Exercise: Please restate each entry exactly, without skipping any.

Stored data entries:
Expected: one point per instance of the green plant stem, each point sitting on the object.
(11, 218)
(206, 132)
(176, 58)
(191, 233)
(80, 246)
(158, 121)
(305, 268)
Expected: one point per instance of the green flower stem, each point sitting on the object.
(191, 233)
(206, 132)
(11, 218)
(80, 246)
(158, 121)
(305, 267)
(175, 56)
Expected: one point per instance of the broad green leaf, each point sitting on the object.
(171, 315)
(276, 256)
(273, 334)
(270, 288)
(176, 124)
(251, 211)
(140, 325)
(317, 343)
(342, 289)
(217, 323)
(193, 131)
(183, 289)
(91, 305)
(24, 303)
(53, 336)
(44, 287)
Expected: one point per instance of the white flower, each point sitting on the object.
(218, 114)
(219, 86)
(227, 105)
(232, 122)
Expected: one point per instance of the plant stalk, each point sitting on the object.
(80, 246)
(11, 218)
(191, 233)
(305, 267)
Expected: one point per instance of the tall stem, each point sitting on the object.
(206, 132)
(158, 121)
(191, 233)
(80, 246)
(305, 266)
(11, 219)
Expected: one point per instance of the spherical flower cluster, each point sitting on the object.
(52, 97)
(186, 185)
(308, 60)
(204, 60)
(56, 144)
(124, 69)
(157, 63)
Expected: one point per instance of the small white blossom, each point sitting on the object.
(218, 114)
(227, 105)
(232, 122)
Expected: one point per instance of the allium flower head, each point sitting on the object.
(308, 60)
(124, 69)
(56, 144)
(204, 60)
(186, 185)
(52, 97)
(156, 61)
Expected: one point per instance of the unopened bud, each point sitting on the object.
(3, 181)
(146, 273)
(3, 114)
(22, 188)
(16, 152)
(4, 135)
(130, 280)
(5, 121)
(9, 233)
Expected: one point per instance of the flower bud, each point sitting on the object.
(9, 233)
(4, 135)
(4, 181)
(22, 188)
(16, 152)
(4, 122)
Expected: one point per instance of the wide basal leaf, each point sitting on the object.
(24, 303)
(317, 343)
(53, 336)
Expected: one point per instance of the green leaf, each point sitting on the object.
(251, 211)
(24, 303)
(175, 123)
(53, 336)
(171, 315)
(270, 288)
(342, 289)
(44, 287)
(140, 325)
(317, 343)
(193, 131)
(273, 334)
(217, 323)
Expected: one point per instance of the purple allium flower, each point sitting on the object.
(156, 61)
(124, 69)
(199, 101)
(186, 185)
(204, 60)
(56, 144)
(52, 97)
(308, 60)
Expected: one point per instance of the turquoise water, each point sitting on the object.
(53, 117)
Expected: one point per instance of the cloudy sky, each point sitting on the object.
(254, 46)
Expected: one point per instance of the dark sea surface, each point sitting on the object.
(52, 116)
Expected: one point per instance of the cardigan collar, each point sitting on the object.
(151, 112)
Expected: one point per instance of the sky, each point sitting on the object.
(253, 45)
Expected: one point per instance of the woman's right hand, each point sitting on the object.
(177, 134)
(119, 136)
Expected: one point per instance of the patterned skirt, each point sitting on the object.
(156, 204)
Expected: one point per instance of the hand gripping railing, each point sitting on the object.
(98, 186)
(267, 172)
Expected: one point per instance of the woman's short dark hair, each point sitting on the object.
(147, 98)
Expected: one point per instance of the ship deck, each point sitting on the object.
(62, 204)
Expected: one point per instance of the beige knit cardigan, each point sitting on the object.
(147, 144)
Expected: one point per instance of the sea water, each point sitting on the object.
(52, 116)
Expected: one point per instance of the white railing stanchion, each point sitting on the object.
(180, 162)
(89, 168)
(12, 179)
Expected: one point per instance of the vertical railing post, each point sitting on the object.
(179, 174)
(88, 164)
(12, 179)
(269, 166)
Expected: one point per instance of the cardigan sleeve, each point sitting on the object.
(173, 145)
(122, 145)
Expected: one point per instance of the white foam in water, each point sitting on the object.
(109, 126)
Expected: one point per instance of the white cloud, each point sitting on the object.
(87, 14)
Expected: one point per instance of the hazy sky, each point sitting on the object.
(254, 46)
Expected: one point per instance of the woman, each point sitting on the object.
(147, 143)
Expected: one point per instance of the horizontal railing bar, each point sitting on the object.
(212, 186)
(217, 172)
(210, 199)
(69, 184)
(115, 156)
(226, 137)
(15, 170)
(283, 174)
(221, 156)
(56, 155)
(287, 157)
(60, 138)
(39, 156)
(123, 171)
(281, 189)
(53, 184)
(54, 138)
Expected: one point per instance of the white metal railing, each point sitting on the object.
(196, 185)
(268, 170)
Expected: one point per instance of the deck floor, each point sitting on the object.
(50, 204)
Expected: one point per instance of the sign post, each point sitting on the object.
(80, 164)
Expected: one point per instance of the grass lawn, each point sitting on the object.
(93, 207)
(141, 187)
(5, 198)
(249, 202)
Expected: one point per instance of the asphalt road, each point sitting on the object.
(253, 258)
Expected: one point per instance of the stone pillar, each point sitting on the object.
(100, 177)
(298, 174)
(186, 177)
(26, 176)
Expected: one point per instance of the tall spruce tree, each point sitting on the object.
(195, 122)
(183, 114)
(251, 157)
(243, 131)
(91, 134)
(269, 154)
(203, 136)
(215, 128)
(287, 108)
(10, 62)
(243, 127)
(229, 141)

Task response:
Expected: one point per instance of the green plant stem, each point sitting on the object.
(11, 218)
(206, 132)
(176, 58)
(191, 233)
(80, 246)
(158, 121)
(305, 268)
Expected: one point per instance of the green flower stem, each point sitting on the object.
(191, 233)
(206, 132)
(11, 218)
(80, 246)
(158, 121)
(305, 267)
(175, 56)
Expected: one point per instance of the broad green leaf, each point sitting on the object.
(171, 315)
(276, 256)
(273, 334)
(270, 288)
(176, 124)
(251, 211)
(140, 325)
(317, 343)
(342, 289)
(217, 323)
(193, 131)
(183, 289)
(91, 305)
(24, 303)
(53, 336)
(44, 287)
Expected: one point per instance of the white flower, each point sitting on the object.
(218, 114)
(219, 86)
(227, 105)
(232, 122)
Expected: one point per instance of the plant stalk, each point sitting on the object.
(80, 246)
(11, 218)
(191, 233)
(305, 267)
Expected: one point per instance of the tall stem, each point sitting on the object.
(206, 132)
(158, 121)
(191, 233)
(80, 246)
(305, 266)
(11, 219)
Expected: one point per instance of the spherical flower cluster, each point sitting on the object.
(52, 97)
(186, 185)
(308, 60)
(204, 60)
(56, 144)
(124, 69)
(157, 63)
Expected: one point per instance of the small white blossom, each point sitting on the object.
(218, 114)
(227, 105)
(232, 122)
Expected: one point per instance of the allium flower head, each point sitting on the object.
(308, 60)
(124, 69)
(56, 144)
(204, 60)
(186, 185)
(52, 97)
(156, 61)
Expected: one point per instance of the unopened bud, each point sitting on the object.
(3, 181)
(146, 273)
(3, 114)
(22, 188)
(16, 152)
(4, 135)
(130, 280)
(5, 121)
(9, 233)
Expected: one point per instance of the flower bud, each point sitting on the object.
(9, 233)
(4, 135)
(4, 181)
(22, 188)
(16, 152)
(4, 122)
Expected: one point per instance of the wide basal leaf, each point sitting on the object.
(24, 303)
(317, 343)
(53, 336)
Expected: one point per instance of the green leaf, each point sitting on the object.
(251, 211)
(24, 303)
(175, 123)
(53, 336)
(171, 315)
(270, 288)
(342, 289)
(44, 287)
(140, 325)
(317, 343)
(193, 131)
(273, 334)
(217, 323)
Expected: one point per instance of the purple allium flower, each point sitting on the object.
(156, 61)
(124, 69)
(199, 101)
(186, 185)
(204, 60)
(56, 144)
(52, 97)
(308, 60)
Expected: one point per instance of the turquoise water, each point sitting on the object.
(53, 117)
Expected: one point per instance of the cloudy sky, each point sitting on the object.
(254, 46)
Expected: one point per instance of the dark sea surface, each point sitting on the object.
(52, 116)
Expected: one point per instance of the cardigan collar, each point sitting on the object.
(151, 112)
Expected: one point per instance of the sky, each point sitting on the object.
(253, 45)
Expected: one point per instance of the woman's right hand, each point sitting on the object.
(177, 134)
(119, 136)
Expected: one point per instance of the patterned skirt, each point sitting on the object.
(156, 204)
Expected: one point per instance of the hand gripping railing, each point sitting on the object.
(98, 186)
(267, 172)
Expected: one point per instance of the woman's short dark hair, each point sitting on the object.
(147, 98)
Expected: one point per instance of the ship deck, each point sitting on the object.
(62, 204)
Expected: one point per instance of the beige knit cardigan, each point sitting on the object.
(147, 144)
Expected: one point per instance of the sea water, each point sitting on the object.
(52, 116)
Expected: one point per instance of the white railing stanchion, each point sitting on the object.
(180, 162)
(89, 168)
(12, 179)
Expected: one point per instance of the vertical railing post, each point sitting on the object.
(179, 174)
(88, 164)
(12, 179)
(269, 166)
Expected: one point per instance of the cardigan sleeve, each point sitting on the object.
(173, 145)
(122, 145)
Expected: one point per instance of the white foam in water, each point sitting on the object.
(109, 126)
Expected: one point per instance of the white cloud, each point sitting on the object.
(87, 14)
Expected: one point per instance of the hazy sky, each point sitting on the object.
(254, 46)
Expected: one point per instance of the woman, each point sitting on the object.
(147, 143)
Expected: one point per instance of the horizontal railing bar, each point sitting on the object.
(212, 186)
(217, 172)
(210, 199)
(69, 184)
(115, 156)
(226, 137)
(15, 170)
(283, 174)
(221, 156)
(56, 155)
(287, 157)
(60, 138)
(39, 156)
(123, 171)
(281, 189)
(53, 184)
(54, 138)
Expected: one point per instance of the white metal railing, each point sitting on the object.
(196, 185)
(268, 170)
Expected: one point per instance of the deck floor, each point sitting on the object.
(50, 204)
Expected: one point per instance of the sign post, each point sitting on the object.
(80, 164)
Expected: one point per instance of the grass lawn, each point sitting on the object.
(93, 207)
(141, 187)
(5, 198)
(249, 202)
Expected: one point per instance of the asphalt road, each point sitting on the object.
(253, 258)
Expected: one point per instance of the stone pillar, each point sitting on the object.
(100, 177)
(298, 174)
(186, 177)
(26, 176)
Expected: one point per instance of the tall spruce tree, each point sitting on the object.
(195, 122)
(183, 114)
(251, 157)
(243, 131)
(91, 134)
(269, 154)
(203, 136)
(215, 128)
(287, 108)
(10, 62)
(243, 127)
(229, 141)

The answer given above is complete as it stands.